((

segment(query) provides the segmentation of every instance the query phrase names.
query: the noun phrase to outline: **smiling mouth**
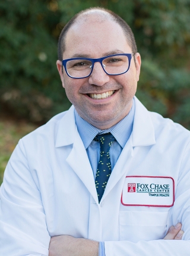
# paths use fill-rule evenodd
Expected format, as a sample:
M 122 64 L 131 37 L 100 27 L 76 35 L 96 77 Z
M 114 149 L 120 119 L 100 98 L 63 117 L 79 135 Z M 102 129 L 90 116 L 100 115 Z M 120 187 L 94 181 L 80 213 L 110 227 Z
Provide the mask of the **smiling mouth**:
M 115 90 L 109 90 L 108 92 L 104 92 L 103 93 L 88 93 L 88 96 L 89 97 L 91 98 L 92 99 L 106 99 L 106 98 L 110 97 L 112 96 L 114 93 Z

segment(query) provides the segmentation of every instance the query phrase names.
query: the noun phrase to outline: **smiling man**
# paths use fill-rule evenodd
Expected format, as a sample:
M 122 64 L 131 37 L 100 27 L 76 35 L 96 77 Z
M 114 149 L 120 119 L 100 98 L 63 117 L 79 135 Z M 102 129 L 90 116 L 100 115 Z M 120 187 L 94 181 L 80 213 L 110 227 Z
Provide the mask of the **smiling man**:
M 73 105 L 11 156 L 0 255 L 188 255 L 190 133 L 135 96 L 141 57 L 131 29 L 91 8 L 69 21 L 58 46 Z

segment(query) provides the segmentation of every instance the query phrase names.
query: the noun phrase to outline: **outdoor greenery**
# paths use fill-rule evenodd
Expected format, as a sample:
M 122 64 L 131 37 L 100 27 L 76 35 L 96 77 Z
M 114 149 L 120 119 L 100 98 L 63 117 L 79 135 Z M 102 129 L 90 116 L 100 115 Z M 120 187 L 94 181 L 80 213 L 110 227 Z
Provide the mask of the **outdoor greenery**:
M 55 65 L 58 39 L 75 13 L 95 6 L 134 31 L 142 60 L 138 98 L 190 129 L 190 0 L 0 1 L 0 116 L 39 124 L 68 108 Z
M 36 127 L 23 121 L 0 120 L 0 186 L 7 162 L 19 139 Z

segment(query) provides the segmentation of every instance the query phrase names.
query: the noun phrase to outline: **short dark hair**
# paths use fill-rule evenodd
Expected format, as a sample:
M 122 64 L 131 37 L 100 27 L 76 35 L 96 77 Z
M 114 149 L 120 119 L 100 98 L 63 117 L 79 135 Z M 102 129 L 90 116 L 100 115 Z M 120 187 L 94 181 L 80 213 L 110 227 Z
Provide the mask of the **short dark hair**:
M 61 61 L 63 58 L 63 53 L 65 50 L 65 38 L 66 33 L 69 29 L 69 28 L 75 23 L 77 18 L 81 15 L 88 13 L 89 11 L 93 10 L 100 10 L 108 13 L 110 15 L 110 18 L 111 20 L 115 21 L 119 25 L 121 26 L 122 29 L 124 32 L 124 34 L 126 36 L 126 40 L 129 45 L 131 47 L 132 54 L 135 54 L 137 52 L 137 47 L 136 45 L 136 42 L 135 39 L 134 35 L 131 30 L 131 27 L 118 14 L 115 14 L 112 11 L 107 9 L 104 9 L 101 7 L 92 7 L 88 9 L 86 9 L 80 11 L 80 13 L 75 14 L 65 26 L 63 28 L 58 40 L 58 59 Z

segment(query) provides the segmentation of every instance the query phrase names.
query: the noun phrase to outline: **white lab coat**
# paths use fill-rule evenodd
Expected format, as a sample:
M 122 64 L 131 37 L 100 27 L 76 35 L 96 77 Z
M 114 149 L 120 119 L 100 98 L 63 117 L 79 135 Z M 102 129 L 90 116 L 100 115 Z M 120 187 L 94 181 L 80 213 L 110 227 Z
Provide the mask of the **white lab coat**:
M 1 256 L 48 255 L 60 235 L 106 241 L 106 256 L 189 255 L 190 132 L 135 101 L 133 131 L 100 204 L 73 106 L 20 141 L 1 188 Z M 174 206 L 123 205 L 131 175 L 172 177 Z M 178 221 L 183 240 L 162 240 Z

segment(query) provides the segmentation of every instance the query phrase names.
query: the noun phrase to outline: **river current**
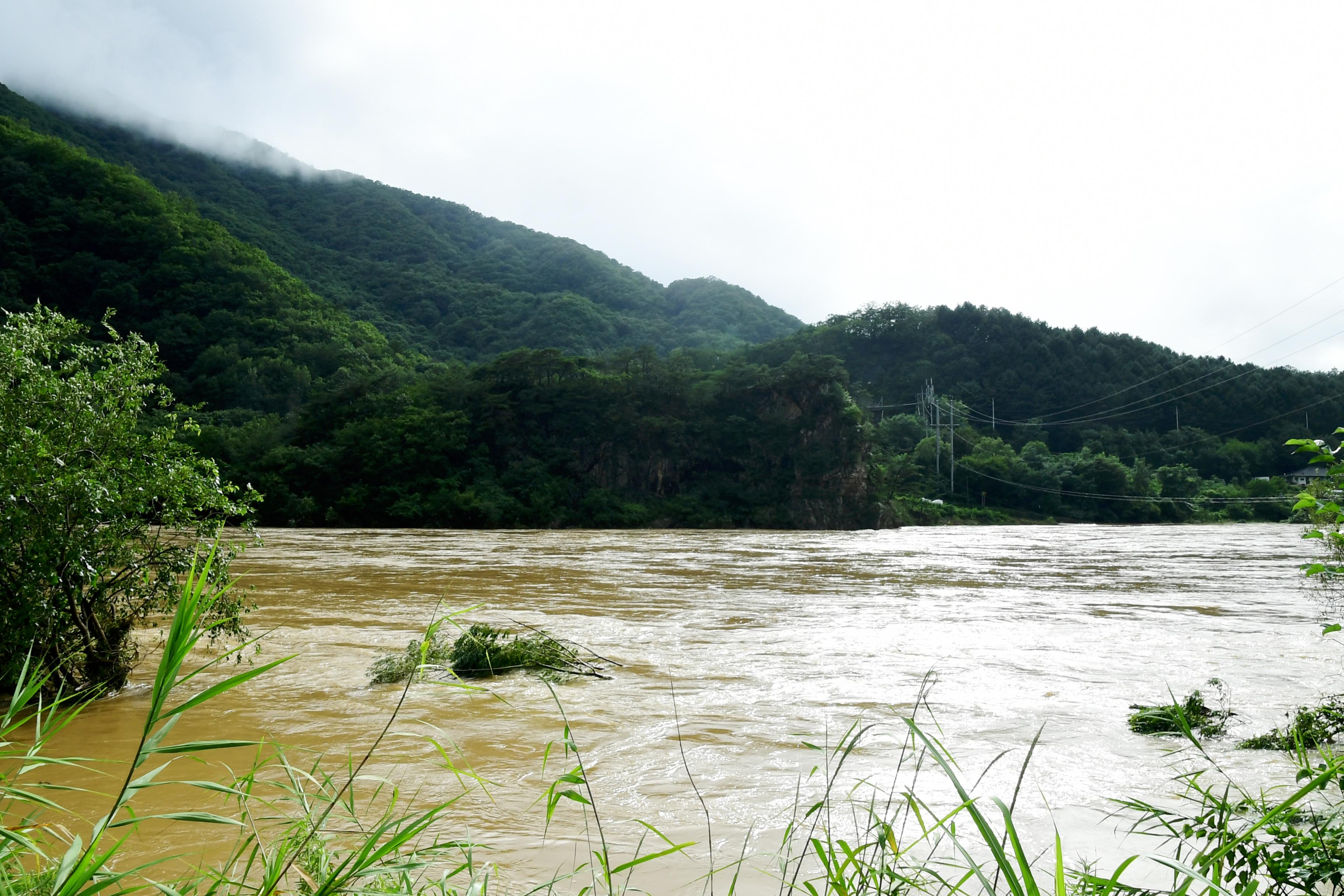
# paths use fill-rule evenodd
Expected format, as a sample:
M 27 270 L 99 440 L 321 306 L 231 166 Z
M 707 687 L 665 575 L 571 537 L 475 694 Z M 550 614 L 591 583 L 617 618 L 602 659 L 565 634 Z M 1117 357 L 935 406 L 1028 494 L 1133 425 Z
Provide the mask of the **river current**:
M 401 695 L 370 686 L 368 665 L 405 647 L 435 607 L 478 604 L 462 618 L 544 627 L 622 664 L 610 681 L 554 689 L 599 809 L 625 841 L 636 837 L 629 819 L 641 818 L 700 841 L 702 854 L 704 819 L 685 766 L 720 854 L 737 857 L 749 826 L 751 850 L 767 849 L 800 775 L 817 762 L 801 742 L 833 742 L 857 717 L 909 715 L 930 673 L 921 713 L 969 780 L 1011 751 L 977 793 L 1007 798 L 1044 725 L 1019 814 L 1039 842 L 1058 827 L 1070 854 L 1102 858 L 1150 846 L 1117 842 L 1109 798 L 1161 797 L 1176 762 L 1171 740 L 1126 729 L 1129 704 L 1222 678 L 1238 715 L 1210 752 L 1259 786 L 1292 780 L 1289 763 L 1234 742 L 1344 690 L 1339 647 L 1321 637 L 1318 609 L 1301 590 L 1308 551 L 1290 525 L 262 536 L 237 567 L 258 604 L 250 626 L 269 631 L 254 661 L 297 656 L 195 712 L 180 736 L 360 752 Z M 491 861 L 536 877 L 579 852 L 569 802 L 538 846 L 535 801 L 559 771 L 552 758 L 543 775 L 542 755 L 562 721 L 552 692 L 531 676 L 489 688 L 413 685 L 375 768 L 419 789 L 419 799 L 453 795 L 457 779 L 434 766 L 419 735 L 450 739 L 461 762 L 495 782 L 493 803 L 464 798 L 453 822 L 492 846 Z M 142 686 L 99 701 L 78 728 L 78 750 L 129 754 L 144 707 Z M 895 752 L 875 732 L 852 770 L 880 778 Z M 200 834 L 187 827 L 159 829 L 156 844 L 194 844 Z M 663 891 L 695 869 L 673 857 L 644 885 Z M 774 888 L 763 876 L 742 887 Z

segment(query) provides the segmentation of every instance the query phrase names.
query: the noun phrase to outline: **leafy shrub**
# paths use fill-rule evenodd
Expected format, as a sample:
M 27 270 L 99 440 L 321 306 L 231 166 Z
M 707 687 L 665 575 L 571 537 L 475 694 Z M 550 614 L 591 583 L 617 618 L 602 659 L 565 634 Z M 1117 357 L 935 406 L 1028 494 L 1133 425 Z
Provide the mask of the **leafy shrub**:
M 1329 697 L 1314 707 L 1298 707 L 1285 713 L 1289 723 L 1282 728 L 1247 737 L 1236 744 L 1242 750 L 1308 750 L 1321 744 L 1332 744 L 1344 733 L 1344 699 Z

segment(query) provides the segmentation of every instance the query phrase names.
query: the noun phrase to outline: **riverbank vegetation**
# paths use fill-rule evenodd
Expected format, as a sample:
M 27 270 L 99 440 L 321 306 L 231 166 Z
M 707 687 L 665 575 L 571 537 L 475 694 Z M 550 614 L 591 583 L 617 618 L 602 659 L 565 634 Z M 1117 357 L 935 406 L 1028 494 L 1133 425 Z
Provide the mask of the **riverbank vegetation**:
M 90 341 L 42 306 L 0 328 L 0 688 L 27 662 L 65 693 L 121 688 L 136 629 L 172 611 L 198 545 L 257 500 L 180 438 L 192 424 L 155 347 L 105 330 Z M 214 637 L 242 633 L 242 600 L 211 607 Z

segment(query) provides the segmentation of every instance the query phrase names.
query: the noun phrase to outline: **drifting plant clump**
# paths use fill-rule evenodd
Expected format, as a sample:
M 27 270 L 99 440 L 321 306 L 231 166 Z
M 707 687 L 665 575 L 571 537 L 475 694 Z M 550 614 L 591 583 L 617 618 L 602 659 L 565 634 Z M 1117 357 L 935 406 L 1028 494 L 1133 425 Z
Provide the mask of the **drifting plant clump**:
M 1137 735 L 1184 735 L 1198 731 L 1203 737 L 1215 737 L 1227 731 L 1227 720 L 1235 713 L 1228 709 L 1227 692 L 1220 678 L 1210 678 L 1208 684 L 1218 690 L 1218 705 L 1204 703 L 1204 695 L 1192 690 L 1180 703 L 1157 707 L 1130 704 L 1134 709 L 1129 716 L 1129 729 Z
M 1285 715 L 1289 723 L 1282 728 L 1247 737 L 1236 746 L 1242 750 L 1313 750 L 1335 743 L 1344 733 L 1344 696 L 1340 695 Z
M 370 684 L 406 681 L 418 669 L 444 669 L 460 678 L 497 676 L 513 669 L 539 672 L 544 677 L 571 674 L 605 678 L 601 668 L 585 660 L 582 653 L 591 654 L 539 629 L 524 635 L 476 622 L 452 643 L 430 633 L 425 641 L 407 643 L 403 653 L 379 657 L 370 666 L 368 680 Z
M 406 681 L 423 665 L 448 668 L 452 652 L 453 647 L 446 639 L 431 633 L 423 641 L 407 643 L 402 653 L 384 653 L 374 660 L 374 665 L 368 668 L 368 684 Z

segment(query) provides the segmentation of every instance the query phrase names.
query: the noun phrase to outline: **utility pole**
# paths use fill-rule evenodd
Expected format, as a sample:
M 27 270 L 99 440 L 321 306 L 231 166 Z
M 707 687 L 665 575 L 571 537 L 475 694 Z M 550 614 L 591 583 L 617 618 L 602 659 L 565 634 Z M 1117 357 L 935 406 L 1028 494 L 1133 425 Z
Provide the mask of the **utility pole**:
M 942 476 L 942 404 L 937 400 L 933 403 L 933 472 L 935 476 Z

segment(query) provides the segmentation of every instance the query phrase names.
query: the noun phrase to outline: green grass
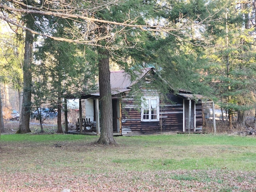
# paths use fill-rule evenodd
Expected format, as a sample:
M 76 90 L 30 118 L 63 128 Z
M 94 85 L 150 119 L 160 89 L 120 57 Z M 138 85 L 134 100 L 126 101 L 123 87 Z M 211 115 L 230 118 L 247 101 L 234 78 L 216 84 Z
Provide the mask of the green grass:
M 28 178 L 42 175 L 50 180 L 53 174 L 74 182 L 82 176 L 94 186 L 100 186 L 100 179 L 113 179 L 119 180 L 121 186 L 134 188 L 139 182 L 141 186 L 138 187 L 142 188 L 134 190 L 140 191 L 146 191 L 143 188 L 152 183 L 158 191 L 166 191 L 166 186 L 175 188 L 171 185 L 174 181 L 184 188 L 180 191 L 198 187 L 200 191 L 256 190 L 253 188 L 255 137 L 198 134 L 120 136 L 114 138 L 117 145 L 110 146 L 94 144 L 98 138 L 59 134 L 2 135 L 0 174 L 6 180 L 17 173 Z M 55 144 L 61 147 L 55 147 Z M 29 183 L 25 179 L 24 187 L 31 182 L 39 185 L 38 181 L 41 180 Z M 244 183 L 244 187 L 240 186 L 244 181 L 249 185 Z M 236 184 L 231 186 L 230 182 Z M 0 188 L 8 186 L 1 183 L 0 179 Z M 198 187 L 195 184 L 199 183 L 201 185 Z M 247 190 L 250 185 L 252 186 Z
M 81 135 L 72 135 L 70 136 L 69 135 L 63 134 L 4 134 L 1 136 L 0 142 L 64 141 L 84 139 L 84 136 Z
M 82 160 L 83 166 L 90 167 L 90 161 L 94 161 L 93 169 L 102 172 L 109 166 L 113 170 L 141 171 L 223 168 L 256 170 L 256 166 L 252 166 L 256 163 L 256 138 L 254 137 L 175 134 L 116 137 L 118 144 L 115 146 L 90 144 L 98 138 L 80 135 L 2 135 L 0 145 L 5 144 L 14 151 L 15 146 L 20 145 L 23 149 L 27 149 L 28 153 L 30 151 L 30 155 L 35 152 L 33 146 L 37 150 L 45 149 L 48 152 L 43 155 L 43 159 L 50 158 L 50 155 L 58 159 L 50 163 L 45 160 L 48 164 L 56 164 L 53 166 L 75 167 Z M 22 143 L 31 146 L 22 147 Z M 64 147 L 60 148 L 61 150 L 48 149 L 55 143 Z M 67 151 L 75 157 L 71 162 L 65 156 Z M 41 152 L 44 154 L 45 151 Z

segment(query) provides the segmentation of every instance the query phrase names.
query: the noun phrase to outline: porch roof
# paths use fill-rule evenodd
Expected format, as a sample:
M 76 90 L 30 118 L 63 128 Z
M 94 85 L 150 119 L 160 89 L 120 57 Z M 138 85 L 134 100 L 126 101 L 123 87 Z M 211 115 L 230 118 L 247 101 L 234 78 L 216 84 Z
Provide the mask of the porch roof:
M 194 101 L 200 101 L 203 97 L 202 95 L 198 94 L 191 94 L 187 93 L 179 93 L 178 95 L 181 96 L 182 97 L 188 100 L 193 100 Z

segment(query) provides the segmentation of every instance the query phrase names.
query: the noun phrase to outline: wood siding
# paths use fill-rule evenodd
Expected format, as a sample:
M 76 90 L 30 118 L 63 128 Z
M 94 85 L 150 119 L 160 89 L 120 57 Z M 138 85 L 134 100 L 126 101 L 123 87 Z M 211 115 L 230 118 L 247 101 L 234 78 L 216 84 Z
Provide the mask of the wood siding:
M 141 121 L 140 109 L 138 108 L 138 106 L 135 104 L 133 98 L 123 98 L 122 100 L 123 134 L 132 135 L 183 132 L 183 99 L 171 94 L 167 95 L 167 98 L 168 99 L 165 101 L 160 98 L 159 121 L 147 122 Z M 194 105 L 194 101 L 192 103 Z M 202 104 L 197 103 L 196 104 L 197 128 L 202 127 Z
M 123 98 L 122 126 L 126 130 L 130 128 L 127 133 L 130 134 L 183 131 L 183 100 L 173 96 L 170 95 L 168 97 L 175 100 L 176 103 L 160 100 L 159 121 L 150 122 L 141 121 L 140 109 L 136 108 L 132 98 Z

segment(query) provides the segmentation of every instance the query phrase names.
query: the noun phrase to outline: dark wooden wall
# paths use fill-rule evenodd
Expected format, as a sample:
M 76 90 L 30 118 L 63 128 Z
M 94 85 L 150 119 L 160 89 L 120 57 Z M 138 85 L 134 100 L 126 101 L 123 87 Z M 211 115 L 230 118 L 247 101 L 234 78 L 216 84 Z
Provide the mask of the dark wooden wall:
M 159 121 L 150 122 L 141 121 L 140 109 L 136 108 L 137 106 L 132 98 L 123 98 L 122 126 L 126 130 L 129 131 L 127 133 L 154 134 L 183 131 L 183 99 L 172 94 L 168 95 L 168 98 L 173 101 L 160 100 Z
M 141 121 L 140 108 L 133 98 L 122 100 L 122 126 L 123 134 L 154 134 L 183 132 L 183 99 L 172 94 L 164 100 L 160 98 L 159 121 Z M 194 104 L 194 102 L 192 101 Z M 202 104 L 196 104 L 196 127 L 202 126 Z

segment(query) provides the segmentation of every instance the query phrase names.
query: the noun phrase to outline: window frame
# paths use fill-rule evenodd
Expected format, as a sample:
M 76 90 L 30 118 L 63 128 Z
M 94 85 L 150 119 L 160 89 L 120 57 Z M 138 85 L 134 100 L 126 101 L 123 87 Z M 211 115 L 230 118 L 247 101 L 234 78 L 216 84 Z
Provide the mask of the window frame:
M 153 119 L 152 118 L 151 109 L 150 107 L 151 106 L 151 100 L 156 100 L 156 118 Z M 145 101 L 148 100 L 148 108 L 145 107 L 145 104 L 146 102 Z M 159 121 L 159 97 L 147 97 L 142 99 L 142 102 L 141 104 L 141 109 L 140 111 L 140 120 L 143 122 L 152 122 Z M 143 118 L 143 116 L 145 114 L 144 111 L 145 110 L 148 110 L 148 119 L 146 119 Z

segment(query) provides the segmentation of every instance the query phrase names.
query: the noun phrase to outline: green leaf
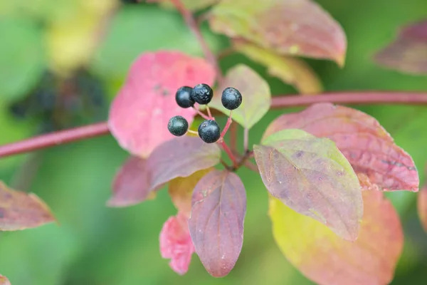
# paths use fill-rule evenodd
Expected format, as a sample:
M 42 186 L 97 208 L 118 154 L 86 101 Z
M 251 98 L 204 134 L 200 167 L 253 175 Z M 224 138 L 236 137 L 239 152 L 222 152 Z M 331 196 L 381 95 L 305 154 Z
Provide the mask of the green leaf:
M 399 214 L 379 191 L 363 191 L 364 214 L 357 241 L 270 199 L 273 237 L 285 256 L 320 285 L 388 284 L 402 253 Z
M 302 94 L 322 92 L 322 87 L 311 67 L 300 59 L 282 56 L 243 41 L 235 41 L 234 48 L 257 63 L 268 68 L 268 73 L 293 86 Z
M 233 87 L 242 94 L 242 103 L 233 110 L 233 120 L 247 129 L 252 128 L 267 113 L 271 105 L 271 93 L 268 83 L 251 68 L 238 64 L 227 73 L 223 83 L 219 88 Z M 221 103 L 221 93 L 217 93 L 209 103 L 210 106 L 224 114 L 230 114 Z
M 212 49 L 218 50 L 218 38 L 203 31 Z M 203 55 L 196 38 L 178 14 L 156 6 L 124 6 L 112 19 L 91 69 L 105 78 L 124 78 L 139 54 L 160 49 Z
M 343 239 L 356 240 L 363 215 L 360 185 L 334 142 L 288 129 L 254 145 L 253 152 L 273 197 Z
M 0 274 L 0 285 L 11 285 L 11 282 L 6 277 Z
M 175 8 L 171 0 L 151 0 L 150 1 L 159 2 L 162 8 Z M 181 1 L 187 9 L 194 11 L 212 6 L 218 2 L 219 0 L 181 0 Z
M 341 26 L 311 0 L 223 0 L 210 14 L 214 31 L 280 54 L 327 58 L 343 66 Z
M 22 98 L 41 79 L 45 68 L 43 34 L 27 19 L 0 19 L 0 97 Z

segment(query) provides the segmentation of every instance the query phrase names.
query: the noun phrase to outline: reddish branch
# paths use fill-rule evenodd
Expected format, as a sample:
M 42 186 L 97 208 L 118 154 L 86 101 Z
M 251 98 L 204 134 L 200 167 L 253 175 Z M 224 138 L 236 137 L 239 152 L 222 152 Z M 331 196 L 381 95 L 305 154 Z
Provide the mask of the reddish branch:
M 9 145 L 0 145 L 0 157 L 107 135 L 109 133 L 106 122 L 55 132 Z
M 340 92 L 312 96 L 280 95 L 273 98 L 272 109 L 330 102 L 336 104 L 427 105 L 427 93 L 408 92 Z M 56 132 L 0 146 L 0 157 L 31 152 L 109 133 L 107 123 Z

))

Problem to solve: Swap "smiling mouth" for "open mouth" in the part that opens at the start of the entries and closes with the line containing "M 115 90 L 109", both ends included. Give those lines again with nothing else changed, and leave the pictures out.

Written answer:
segment(query) provides the segmentation of every instance the query phrase names.
query: the noun phrase to outline: **open mouth**
# paths use fill-rule evenodd
Expected format, as a sample:
M 122 64 L 131 37 L 100 27 L 76 35 L 96 77 Z
M 114 149 L 120 119 L 100 98 L 63 117 L 79 135 Z M 102 129 L 90 116 L 100 115 Z M 120 187 L 94 181 L 80 213 L 110 227 Z
Provide the mask of the **open mouth**:
M 115 90 L 109 90 L 108 92 L 104 92 L 103 93 L 88 93 L 88 96 L 89 97 L 91 98 L 92 99 L 106 99 L 106 98 L 110 97 L 112 96 L 114 93 Z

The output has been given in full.